WHAT YOU ARE ASKED TO DO: Rewrite the part of the records that starts at the line containing "of the grass" and runs through the end of the records as a numbered list, omitting any blank lines.

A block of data
==*==

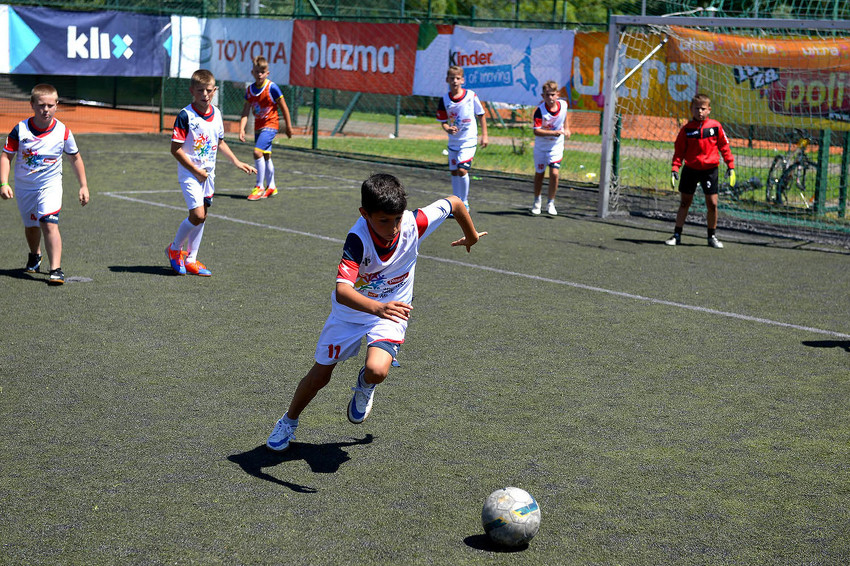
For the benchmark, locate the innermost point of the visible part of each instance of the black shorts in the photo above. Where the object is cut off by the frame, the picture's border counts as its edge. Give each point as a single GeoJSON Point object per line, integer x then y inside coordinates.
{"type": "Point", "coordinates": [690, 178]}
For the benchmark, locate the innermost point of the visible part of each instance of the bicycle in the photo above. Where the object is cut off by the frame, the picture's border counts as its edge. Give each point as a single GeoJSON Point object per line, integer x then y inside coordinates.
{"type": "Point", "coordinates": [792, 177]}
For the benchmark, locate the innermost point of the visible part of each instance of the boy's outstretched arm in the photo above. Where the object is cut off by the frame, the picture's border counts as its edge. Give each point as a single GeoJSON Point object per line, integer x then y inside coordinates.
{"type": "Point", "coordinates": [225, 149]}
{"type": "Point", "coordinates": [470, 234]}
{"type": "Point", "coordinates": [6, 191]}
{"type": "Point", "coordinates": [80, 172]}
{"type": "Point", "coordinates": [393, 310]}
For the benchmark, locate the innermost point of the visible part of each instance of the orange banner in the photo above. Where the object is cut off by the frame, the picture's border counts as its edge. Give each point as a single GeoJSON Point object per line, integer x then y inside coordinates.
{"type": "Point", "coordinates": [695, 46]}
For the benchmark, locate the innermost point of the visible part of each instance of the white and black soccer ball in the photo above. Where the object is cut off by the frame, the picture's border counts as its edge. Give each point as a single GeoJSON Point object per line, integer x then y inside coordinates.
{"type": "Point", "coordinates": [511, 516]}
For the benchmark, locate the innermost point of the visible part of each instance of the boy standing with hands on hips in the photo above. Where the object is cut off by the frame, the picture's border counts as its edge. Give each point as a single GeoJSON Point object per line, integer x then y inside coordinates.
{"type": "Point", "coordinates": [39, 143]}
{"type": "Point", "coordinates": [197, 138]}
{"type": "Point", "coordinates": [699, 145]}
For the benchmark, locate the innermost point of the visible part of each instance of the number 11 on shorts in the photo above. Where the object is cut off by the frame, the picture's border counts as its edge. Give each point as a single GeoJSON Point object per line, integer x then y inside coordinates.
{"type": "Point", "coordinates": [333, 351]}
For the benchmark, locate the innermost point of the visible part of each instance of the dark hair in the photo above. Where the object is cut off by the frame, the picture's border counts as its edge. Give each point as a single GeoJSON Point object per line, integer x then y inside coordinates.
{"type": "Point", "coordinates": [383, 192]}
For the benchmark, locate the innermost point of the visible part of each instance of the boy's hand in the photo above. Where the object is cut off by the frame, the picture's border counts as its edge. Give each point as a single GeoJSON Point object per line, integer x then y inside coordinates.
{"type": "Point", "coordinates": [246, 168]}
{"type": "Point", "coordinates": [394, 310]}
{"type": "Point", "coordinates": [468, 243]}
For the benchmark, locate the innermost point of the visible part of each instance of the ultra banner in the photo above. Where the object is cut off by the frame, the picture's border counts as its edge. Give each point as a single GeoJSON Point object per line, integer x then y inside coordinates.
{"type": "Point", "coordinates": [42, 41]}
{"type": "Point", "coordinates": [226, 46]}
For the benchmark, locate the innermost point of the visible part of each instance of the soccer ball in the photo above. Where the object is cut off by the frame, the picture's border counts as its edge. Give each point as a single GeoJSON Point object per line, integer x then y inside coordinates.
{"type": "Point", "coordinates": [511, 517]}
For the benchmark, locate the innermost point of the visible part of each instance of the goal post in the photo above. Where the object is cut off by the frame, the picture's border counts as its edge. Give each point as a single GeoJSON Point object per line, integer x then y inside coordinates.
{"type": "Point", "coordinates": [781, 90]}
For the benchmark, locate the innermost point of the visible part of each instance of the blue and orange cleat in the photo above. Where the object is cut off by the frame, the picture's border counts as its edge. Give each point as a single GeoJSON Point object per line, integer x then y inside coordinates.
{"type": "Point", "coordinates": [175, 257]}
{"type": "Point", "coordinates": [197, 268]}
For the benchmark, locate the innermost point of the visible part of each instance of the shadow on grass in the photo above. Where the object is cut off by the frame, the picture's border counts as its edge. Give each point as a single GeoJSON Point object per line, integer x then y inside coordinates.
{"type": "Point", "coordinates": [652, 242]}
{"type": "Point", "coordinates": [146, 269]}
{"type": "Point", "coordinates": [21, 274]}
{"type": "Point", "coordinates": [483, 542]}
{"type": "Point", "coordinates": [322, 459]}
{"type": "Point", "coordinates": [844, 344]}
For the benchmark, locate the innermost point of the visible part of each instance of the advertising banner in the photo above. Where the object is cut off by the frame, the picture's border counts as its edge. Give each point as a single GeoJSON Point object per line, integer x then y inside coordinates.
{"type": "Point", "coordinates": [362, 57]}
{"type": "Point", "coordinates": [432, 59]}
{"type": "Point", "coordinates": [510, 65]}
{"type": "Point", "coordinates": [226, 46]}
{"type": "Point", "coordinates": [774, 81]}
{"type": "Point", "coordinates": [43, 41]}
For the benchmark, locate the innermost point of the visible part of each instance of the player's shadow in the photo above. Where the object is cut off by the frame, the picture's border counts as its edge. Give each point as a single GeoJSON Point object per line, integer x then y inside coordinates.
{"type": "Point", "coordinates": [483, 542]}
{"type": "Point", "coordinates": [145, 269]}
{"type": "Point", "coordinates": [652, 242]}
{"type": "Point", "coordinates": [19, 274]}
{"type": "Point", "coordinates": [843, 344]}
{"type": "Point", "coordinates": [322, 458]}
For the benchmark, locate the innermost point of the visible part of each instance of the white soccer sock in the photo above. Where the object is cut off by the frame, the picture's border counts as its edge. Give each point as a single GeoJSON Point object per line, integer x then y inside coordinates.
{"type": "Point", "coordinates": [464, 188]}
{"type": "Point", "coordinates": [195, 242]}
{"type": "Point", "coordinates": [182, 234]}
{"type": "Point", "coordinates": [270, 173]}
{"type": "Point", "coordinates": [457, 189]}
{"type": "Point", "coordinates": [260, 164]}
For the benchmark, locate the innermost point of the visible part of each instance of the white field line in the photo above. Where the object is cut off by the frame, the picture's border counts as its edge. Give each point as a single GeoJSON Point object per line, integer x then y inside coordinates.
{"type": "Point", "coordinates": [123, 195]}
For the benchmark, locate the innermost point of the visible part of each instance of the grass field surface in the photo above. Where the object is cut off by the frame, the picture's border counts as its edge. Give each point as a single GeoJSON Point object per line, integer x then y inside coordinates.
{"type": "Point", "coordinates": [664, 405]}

==*==

COMPLETED EXERCISE:
1. For the benchmark, locate the innermost point of the visible part of each instance of the grass field surface in the photo above. Where the object is cut off by the frame, the picture's border counts as its edge. Give each point as a single GeoJSON Point object per line, integer x then y inside coordinates.
2. {"type": "Point", "coordinates": [664, 405]}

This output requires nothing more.